Out of curiousity, what do your nitrAtes test out of the tap??


----------



## PRichs87 (Dec 30, 2009)

Also if you have fish currently in your set up? If so, you really should be doing daily 50% water changes to keep the counts at bay. 

I would be shocked if you had fish and a true count of >5 nitrites in your tank. Nitrites are lethal to fish. 

I suggest taking some water to a store and having them test it for you, but make sure they don't use the stripes as they can be inaccurate, drop tests like the ones you are using work better. You could possibly have expired test drops, it happened to me, I kept getting nitrate counts of around 50 ppm, when in reality I had 10 ppm. I was doing a lot of unnecessary PWCs.


----------



## newfish45 (Feb 6, 2011)

The nitrates and nitrites are 0 from the tap. I added Stability to the water. I went to the LFS, and I am cycling the tank with goldfish. The LFS stated I could return the goldfish can be returned once my tank cycles. I have 10 little goldfish that seem to be happily swimming. Their fins look good and their appetite is also good. I am adding additional Stability to water on a daily basis.


----------



## Blabomb (Jan 30, 2011)

Goldfish are not the best fish to cycle a tank with. But I wish you the best of luck


----------



## newfish45 (Feb 6, 2011)

Thank for the info and luck. I am starting to get an ammonia reading (just over 0.25), my nitrites seem to be lowering, and my nitrate is rising slightly. Hopefully, things start to cycle.


----------



## leogtr (Jan 19, 2011)

newfish45 said:


> Thank for the info and luck. I am starting to get an ammonia reading (just over 0.25), my nitrites seem to be lowering, and my nitrate is rising slightly. Hopefully, things start to cycle.


If you want the goldfish to live I would do 50% water changes daily until you have no ammonia or nitrite readings. Its too bad the petstores give such crappy advise goldfish really are not for cycling tanks..in fact not even zebra danios are for cycling no fish should be in during the cycle it just stresses them too much :/


----------



## newfish45 (Feb 6, 2011)

Yay! My nitrites are 0! My tank seems to have cycled. I added some water wisteria, a moss ball, and a couple other plants, too. Thanks for the info on cycling!


----------

_Supplied data:_
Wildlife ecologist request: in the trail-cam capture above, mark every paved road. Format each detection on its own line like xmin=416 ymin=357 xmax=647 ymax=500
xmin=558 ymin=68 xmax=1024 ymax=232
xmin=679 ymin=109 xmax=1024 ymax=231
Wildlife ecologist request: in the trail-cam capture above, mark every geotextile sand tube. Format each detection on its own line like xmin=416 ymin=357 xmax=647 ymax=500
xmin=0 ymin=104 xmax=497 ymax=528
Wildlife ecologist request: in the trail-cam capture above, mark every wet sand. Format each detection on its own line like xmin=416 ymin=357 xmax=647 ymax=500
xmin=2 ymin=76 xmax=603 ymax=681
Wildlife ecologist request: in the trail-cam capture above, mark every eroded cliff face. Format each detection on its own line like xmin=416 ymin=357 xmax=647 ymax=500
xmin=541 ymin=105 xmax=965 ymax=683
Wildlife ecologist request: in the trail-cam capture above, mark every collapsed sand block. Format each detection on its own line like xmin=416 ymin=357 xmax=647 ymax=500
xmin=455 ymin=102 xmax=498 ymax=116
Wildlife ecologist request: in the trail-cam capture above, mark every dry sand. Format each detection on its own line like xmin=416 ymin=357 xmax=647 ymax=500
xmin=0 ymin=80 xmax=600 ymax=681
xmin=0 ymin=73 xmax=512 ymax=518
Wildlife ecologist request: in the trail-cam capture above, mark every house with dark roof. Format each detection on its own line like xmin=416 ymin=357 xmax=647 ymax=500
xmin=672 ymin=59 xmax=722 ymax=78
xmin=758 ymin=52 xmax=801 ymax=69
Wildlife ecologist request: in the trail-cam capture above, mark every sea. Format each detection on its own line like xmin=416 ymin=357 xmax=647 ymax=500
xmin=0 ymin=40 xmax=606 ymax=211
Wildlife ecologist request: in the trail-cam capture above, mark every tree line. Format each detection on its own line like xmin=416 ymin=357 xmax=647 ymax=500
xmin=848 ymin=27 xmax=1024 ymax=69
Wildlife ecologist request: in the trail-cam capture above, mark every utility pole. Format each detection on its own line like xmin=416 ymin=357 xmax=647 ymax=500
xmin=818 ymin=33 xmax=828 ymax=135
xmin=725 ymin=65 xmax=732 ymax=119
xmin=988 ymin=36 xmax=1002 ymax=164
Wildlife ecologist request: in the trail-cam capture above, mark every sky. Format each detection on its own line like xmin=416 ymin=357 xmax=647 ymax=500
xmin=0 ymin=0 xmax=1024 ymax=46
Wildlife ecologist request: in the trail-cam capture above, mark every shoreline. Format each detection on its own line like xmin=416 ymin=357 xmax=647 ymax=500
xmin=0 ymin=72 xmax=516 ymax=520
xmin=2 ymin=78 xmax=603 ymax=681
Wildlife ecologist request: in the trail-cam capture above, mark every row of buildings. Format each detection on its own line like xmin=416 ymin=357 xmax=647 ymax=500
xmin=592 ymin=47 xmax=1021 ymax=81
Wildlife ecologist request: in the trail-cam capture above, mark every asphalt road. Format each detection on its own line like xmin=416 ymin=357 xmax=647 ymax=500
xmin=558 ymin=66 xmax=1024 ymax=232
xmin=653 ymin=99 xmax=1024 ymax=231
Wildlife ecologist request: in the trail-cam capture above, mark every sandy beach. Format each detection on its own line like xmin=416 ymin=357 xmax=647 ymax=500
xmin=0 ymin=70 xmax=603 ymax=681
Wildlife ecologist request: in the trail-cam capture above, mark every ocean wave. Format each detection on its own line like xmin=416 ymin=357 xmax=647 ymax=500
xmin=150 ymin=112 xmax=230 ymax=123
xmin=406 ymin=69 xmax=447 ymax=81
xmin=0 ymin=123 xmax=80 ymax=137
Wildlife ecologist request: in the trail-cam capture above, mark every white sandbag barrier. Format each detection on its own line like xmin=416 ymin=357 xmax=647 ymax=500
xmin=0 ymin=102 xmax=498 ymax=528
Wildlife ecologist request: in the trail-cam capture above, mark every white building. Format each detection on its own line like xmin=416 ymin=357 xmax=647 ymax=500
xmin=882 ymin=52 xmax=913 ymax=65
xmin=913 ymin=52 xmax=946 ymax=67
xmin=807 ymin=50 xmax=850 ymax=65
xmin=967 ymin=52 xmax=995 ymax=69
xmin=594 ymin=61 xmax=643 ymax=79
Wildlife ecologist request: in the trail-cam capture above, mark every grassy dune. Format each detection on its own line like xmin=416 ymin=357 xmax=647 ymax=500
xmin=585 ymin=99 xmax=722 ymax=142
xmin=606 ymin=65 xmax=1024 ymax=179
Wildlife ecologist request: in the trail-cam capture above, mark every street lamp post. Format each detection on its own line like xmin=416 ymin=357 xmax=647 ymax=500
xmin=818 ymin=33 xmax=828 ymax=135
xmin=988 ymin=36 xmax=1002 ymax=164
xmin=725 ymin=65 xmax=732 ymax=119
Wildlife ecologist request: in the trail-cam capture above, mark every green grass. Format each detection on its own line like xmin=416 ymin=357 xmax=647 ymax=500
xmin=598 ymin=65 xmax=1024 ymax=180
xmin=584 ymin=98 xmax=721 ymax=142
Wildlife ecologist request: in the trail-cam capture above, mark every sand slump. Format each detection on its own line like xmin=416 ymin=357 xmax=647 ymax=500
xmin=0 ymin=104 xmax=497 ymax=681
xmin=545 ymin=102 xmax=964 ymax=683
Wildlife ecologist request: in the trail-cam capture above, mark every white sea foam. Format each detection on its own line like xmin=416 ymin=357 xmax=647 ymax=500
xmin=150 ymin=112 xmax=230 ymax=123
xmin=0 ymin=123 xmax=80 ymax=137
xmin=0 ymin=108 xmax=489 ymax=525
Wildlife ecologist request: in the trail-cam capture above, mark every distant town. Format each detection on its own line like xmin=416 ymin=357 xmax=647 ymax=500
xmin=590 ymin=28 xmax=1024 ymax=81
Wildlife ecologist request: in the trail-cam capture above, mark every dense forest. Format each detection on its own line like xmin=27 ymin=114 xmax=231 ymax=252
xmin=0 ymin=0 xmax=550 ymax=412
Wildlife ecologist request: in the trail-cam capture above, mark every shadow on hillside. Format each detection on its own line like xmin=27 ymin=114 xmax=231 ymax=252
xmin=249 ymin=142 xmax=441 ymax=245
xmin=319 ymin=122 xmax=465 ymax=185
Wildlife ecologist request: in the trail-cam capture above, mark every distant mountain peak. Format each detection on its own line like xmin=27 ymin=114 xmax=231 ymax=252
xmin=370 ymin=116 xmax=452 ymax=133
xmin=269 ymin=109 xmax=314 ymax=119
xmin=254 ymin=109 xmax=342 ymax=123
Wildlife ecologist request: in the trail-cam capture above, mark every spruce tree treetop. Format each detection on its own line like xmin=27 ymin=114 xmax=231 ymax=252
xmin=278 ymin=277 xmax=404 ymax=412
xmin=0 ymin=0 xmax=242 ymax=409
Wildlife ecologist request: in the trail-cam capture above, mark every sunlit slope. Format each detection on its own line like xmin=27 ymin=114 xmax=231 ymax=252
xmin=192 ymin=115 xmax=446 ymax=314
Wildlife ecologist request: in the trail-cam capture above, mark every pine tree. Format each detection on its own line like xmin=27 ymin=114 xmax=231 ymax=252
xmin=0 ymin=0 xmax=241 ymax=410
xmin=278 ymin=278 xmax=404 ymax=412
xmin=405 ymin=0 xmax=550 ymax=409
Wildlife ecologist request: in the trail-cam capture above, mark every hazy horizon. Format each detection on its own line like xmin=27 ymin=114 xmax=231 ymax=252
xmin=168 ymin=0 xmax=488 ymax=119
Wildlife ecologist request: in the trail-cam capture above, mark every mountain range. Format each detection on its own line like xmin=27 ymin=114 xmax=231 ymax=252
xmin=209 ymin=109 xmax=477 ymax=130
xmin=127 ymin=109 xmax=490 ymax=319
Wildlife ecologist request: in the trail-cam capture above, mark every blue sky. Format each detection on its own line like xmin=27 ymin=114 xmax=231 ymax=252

_What you need to do:_ In the aquarium forum thread, what nitrate reading did PRichs87 keep getting with expired test drops, and what was the real level?

_Full response:_ The drops kept showing around 50 ppm when the real level was 10 ppm.